▸ Supplied records:
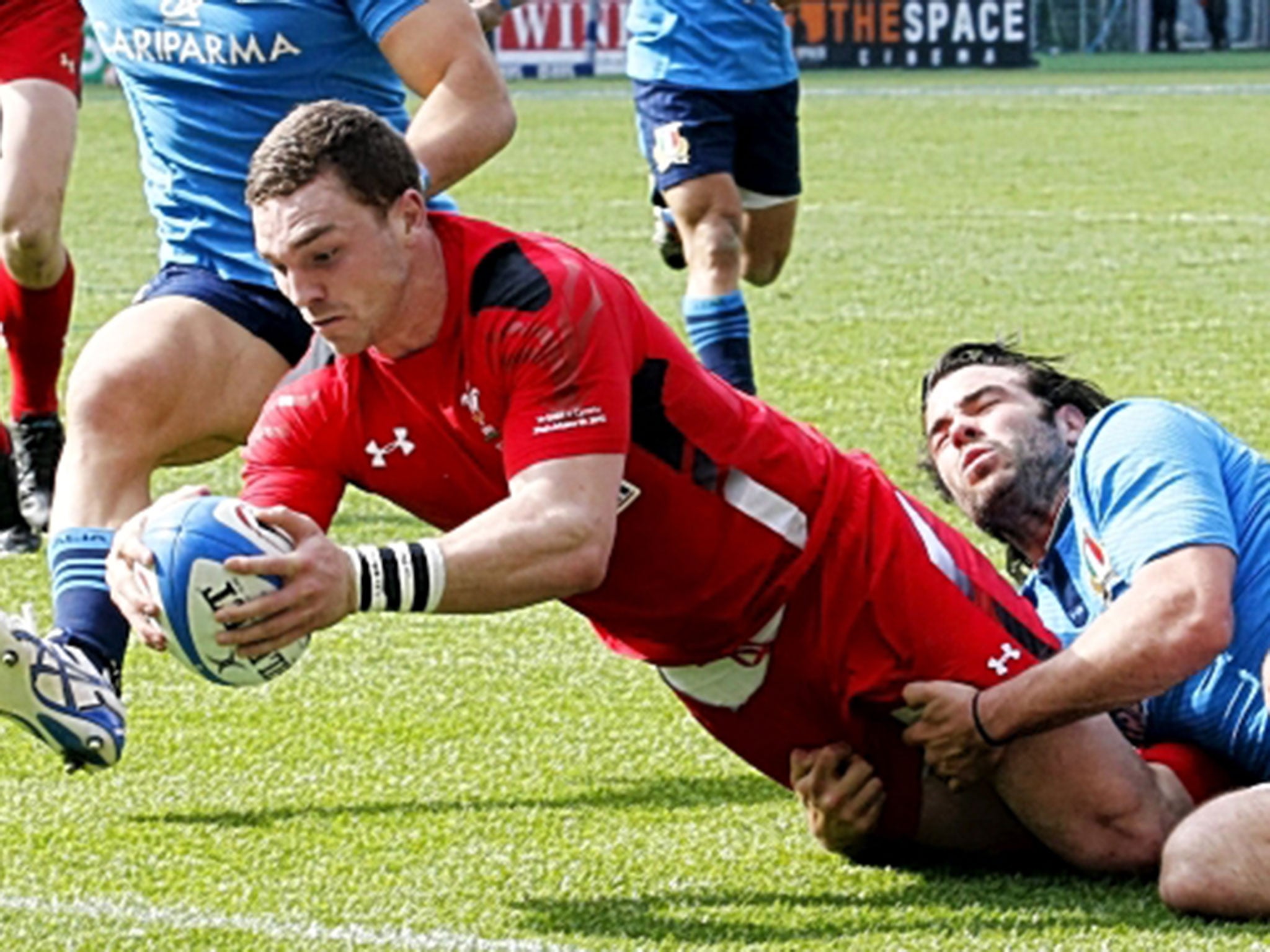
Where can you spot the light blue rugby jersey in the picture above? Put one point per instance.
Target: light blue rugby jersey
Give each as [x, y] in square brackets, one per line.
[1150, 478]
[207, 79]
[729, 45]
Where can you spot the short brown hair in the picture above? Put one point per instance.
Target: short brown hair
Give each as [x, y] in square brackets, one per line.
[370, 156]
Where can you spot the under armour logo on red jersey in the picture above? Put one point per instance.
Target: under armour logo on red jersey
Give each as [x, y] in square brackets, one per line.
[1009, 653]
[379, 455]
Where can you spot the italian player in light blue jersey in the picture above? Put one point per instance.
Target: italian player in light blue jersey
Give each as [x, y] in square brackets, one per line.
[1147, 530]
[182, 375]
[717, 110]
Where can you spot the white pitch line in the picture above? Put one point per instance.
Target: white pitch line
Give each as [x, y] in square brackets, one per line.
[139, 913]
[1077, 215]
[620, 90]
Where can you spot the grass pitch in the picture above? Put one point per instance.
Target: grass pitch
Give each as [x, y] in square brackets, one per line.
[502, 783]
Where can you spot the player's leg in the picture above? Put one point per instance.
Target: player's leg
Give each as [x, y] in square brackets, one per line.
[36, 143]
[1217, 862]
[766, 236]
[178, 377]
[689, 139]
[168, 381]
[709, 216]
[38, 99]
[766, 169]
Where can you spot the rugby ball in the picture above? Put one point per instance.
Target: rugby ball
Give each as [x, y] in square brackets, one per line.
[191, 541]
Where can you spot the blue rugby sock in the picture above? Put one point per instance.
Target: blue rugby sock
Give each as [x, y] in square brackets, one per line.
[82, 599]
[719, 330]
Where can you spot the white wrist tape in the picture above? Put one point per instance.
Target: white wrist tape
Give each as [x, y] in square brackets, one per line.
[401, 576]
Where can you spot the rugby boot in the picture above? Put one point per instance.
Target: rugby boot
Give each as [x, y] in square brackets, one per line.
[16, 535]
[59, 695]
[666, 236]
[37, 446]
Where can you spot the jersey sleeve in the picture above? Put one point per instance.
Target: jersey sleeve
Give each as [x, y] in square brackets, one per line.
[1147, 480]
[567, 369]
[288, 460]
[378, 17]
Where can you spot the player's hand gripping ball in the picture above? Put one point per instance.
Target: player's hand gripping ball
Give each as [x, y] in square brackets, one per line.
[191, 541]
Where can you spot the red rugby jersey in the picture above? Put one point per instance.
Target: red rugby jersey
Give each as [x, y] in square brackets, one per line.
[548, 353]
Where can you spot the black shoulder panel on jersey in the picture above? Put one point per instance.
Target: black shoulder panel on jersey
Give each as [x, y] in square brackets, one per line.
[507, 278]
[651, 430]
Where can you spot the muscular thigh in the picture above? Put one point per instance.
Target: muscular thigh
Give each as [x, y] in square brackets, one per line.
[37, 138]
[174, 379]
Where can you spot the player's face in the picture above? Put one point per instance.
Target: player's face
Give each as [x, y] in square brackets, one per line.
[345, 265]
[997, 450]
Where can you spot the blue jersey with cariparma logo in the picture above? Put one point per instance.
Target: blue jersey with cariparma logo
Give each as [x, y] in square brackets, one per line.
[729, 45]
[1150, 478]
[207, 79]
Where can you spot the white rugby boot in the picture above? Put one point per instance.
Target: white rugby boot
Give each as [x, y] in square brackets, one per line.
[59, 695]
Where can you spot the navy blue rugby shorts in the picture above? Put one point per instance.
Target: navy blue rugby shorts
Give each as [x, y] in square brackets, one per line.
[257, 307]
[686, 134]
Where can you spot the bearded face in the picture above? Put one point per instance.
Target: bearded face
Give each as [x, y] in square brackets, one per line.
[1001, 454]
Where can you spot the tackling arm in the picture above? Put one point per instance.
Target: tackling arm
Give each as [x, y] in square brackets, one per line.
...
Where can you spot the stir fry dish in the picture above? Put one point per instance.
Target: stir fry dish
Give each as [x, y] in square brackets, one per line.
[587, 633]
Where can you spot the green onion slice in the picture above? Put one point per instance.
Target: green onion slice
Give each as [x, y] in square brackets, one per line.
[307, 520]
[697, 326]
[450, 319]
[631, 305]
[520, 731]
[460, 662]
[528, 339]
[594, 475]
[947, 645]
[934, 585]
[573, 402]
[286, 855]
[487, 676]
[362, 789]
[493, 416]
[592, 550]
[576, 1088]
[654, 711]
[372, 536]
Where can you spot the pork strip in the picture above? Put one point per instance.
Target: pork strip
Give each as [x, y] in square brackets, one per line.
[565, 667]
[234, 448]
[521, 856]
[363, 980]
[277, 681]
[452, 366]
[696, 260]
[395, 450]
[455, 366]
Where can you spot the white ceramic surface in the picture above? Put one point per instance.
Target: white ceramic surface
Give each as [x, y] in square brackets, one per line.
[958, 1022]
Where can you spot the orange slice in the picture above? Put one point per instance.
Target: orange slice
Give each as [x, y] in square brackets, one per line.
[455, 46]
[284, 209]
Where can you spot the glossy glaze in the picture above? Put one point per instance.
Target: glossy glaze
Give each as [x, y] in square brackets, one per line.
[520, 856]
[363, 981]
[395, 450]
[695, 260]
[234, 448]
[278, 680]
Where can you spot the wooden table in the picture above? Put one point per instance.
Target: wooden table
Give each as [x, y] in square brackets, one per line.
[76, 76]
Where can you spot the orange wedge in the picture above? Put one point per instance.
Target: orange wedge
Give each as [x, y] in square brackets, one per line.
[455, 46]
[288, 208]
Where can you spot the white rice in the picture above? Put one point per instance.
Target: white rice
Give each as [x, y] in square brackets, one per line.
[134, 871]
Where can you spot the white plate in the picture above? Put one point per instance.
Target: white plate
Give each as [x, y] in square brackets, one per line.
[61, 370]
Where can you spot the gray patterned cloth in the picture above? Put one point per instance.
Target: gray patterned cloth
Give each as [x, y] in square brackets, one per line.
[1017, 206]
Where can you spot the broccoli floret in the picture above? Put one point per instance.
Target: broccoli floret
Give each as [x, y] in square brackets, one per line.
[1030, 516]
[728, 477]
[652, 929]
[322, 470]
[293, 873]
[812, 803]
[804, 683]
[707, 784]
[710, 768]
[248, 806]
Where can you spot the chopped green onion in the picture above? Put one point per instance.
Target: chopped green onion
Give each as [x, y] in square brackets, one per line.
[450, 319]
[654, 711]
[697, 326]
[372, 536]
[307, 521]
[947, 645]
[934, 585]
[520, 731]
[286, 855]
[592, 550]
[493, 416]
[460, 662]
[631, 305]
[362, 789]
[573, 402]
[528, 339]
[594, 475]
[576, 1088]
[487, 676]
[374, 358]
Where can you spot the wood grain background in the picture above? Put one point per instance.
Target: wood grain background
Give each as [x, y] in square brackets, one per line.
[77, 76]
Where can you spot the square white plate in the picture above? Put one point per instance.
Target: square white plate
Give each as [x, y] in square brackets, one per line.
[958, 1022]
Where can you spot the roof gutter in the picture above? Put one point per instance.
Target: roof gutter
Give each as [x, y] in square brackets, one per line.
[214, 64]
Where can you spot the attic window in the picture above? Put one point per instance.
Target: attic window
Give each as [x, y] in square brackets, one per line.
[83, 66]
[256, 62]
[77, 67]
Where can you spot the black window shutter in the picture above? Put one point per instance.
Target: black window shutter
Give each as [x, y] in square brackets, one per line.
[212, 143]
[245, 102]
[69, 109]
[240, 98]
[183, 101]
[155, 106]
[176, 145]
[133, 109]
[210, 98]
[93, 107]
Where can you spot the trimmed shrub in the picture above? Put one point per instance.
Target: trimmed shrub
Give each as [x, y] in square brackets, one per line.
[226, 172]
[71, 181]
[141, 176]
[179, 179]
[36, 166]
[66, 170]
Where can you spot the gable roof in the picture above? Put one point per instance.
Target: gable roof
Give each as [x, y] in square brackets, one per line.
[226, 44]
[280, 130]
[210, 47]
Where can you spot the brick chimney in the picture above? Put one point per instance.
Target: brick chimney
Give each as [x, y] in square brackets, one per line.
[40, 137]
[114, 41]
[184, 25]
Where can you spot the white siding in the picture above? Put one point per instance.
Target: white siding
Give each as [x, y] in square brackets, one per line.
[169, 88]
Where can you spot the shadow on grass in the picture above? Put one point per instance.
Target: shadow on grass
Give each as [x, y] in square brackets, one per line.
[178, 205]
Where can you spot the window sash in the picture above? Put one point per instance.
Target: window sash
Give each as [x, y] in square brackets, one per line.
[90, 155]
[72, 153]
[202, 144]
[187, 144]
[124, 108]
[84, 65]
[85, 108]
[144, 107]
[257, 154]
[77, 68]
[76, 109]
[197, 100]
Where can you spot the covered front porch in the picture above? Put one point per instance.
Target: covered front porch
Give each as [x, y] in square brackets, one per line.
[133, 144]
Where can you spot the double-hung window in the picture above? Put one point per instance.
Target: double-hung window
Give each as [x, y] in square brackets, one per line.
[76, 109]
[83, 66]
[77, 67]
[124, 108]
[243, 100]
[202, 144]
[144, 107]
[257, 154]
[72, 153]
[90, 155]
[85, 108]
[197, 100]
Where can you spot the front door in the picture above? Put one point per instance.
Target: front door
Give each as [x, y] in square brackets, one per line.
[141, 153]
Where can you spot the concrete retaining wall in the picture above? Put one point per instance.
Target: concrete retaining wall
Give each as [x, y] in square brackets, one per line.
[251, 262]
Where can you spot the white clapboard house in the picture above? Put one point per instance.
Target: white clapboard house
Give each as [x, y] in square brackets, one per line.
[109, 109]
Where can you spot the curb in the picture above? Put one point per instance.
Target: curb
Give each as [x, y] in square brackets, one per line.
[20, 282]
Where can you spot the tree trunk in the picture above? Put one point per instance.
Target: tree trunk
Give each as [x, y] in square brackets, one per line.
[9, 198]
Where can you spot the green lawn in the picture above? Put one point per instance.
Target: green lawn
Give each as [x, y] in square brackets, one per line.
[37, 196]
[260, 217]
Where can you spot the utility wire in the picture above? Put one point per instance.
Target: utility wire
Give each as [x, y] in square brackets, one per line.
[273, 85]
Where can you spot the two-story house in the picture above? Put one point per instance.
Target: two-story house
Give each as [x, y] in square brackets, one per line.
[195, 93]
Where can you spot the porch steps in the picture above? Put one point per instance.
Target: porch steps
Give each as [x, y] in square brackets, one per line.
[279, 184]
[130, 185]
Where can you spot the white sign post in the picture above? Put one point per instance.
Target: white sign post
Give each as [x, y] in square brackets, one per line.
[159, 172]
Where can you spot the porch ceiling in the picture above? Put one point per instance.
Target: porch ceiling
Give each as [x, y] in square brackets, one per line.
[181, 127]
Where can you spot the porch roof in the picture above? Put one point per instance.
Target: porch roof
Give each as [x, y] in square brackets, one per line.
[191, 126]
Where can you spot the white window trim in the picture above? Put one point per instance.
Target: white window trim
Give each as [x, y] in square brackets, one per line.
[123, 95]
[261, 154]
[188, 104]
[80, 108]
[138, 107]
--
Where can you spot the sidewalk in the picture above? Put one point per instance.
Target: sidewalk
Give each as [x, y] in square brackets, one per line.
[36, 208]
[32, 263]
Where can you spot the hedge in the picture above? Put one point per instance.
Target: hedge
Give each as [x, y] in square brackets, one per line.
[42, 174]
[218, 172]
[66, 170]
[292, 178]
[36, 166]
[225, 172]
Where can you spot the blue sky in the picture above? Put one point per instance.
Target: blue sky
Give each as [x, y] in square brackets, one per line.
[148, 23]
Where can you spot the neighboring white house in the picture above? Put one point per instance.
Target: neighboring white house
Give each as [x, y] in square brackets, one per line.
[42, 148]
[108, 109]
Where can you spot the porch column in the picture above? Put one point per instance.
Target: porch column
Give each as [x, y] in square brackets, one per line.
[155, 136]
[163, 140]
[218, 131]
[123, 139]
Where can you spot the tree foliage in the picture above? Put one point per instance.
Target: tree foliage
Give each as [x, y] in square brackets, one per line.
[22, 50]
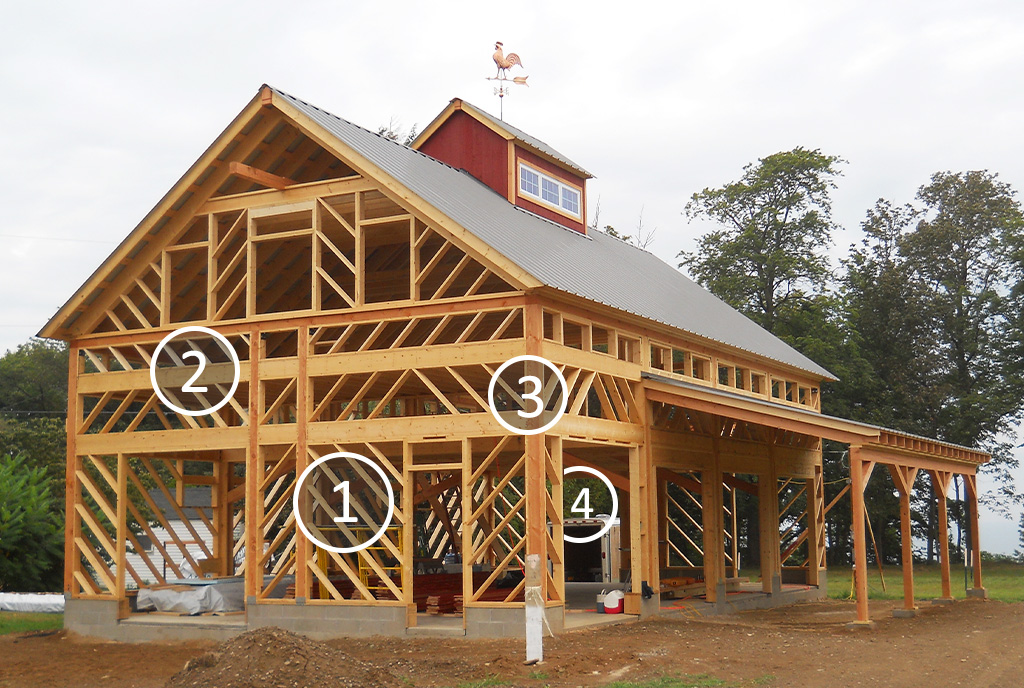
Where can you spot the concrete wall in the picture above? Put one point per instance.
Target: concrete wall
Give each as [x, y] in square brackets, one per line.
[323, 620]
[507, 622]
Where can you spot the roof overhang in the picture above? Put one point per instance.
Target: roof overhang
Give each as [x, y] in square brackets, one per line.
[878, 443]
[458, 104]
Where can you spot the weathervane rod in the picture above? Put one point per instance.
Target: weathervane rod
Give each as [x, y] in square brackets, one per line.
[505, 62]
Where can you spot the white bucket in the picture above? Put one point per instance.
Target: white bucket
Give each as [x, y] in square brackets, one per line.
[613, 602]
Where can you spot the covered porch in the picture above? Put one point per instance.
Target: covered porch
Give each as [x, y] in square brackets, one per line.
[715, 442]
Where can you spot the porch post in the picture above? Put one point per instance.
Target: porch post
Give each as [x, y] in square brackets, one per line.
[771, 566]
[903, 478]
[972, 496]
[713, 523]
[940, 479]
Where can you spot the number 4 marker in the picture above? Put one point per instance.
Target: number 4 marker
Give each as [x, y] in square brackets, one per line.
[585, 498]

▸ Exercise directions: Print the lines of the records between the line holding "Where can you spot the orange wedge" and the line holding "[1017, 206]", inclusive, reproducing each one without any change.

▸ Solution to the exercise:
Where can you spot the orange wedge in the picture above? Put one point per instance.
Target: orange wedge
Give each as [x, y] in square brackets, one per line.
[455, 46]
[288, 208]
Where can you spot the white rice in the picture above? Put one point per instance.
Target: white rice
Give each as [x, y] in square brackets, one per line.
[134, 871]
Where can you spot the white plate in the picture above? Put one point per instance.
Target: white plate
Give each as [x, y] in square brackets, one per line.
[61, 370]
Where can you spot the gray patterned cloth in the picture above? Put one point per instance.
Target: gray patterned cloth
Give each as [x, y] in square brackets, one per line.
[1017, 206]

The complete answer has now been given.